- [What you have to do]: Print all entries below exactly, without images.

- [Data for processing]:
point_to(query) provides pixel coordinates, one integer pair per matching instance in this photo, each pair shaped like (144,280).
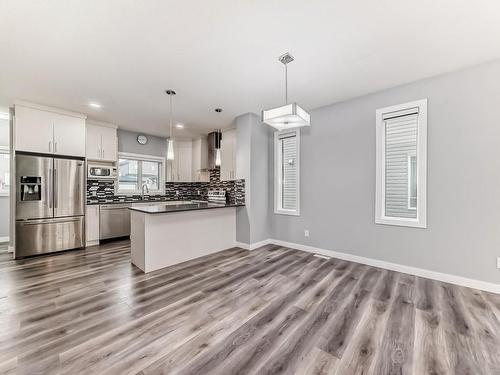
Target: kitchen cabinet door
(93,142)
(92,225)
(69,135)
(108,144)
(33,130)
(227,168)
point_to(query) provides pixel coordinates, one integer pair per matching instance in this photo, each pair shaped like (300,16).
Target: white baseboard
(252,246)
(447,278)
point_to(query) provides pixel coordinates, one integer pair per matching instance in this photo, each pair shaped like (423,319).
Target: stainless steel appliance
(50,204)
(101,172)
(114,221)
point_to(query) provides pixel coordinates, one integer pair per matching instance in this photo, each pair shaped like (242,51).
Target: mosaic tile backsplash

- [Task output]:
point_to(query) provides pixel coordinates, one integer pair per matching instance in this photo, each pair shaped like (144,280).
Target: kitchen cabinet door
(93,142)
(92,225)
(69,135)
(108,144)
(33,130)
(227,168)
point_to(query) provides pixel coordinates, one integer pair per matching instance in this photo, each pair shaped like (300,16).
Target: white baseboard
(252,246)
(447,278)
point_to(query) provides pixel coordinates, one integer pair per matching instance in this photo, each pair shaped like (423,319).
Target: stainless steel appliance
(50,204)
(101,172)
(114,221)
point_to(query) provides pixel coordinates, one integer pair per matching instance in this photo, each pair shaped like (242,51).
Target: mosaic tile backsplash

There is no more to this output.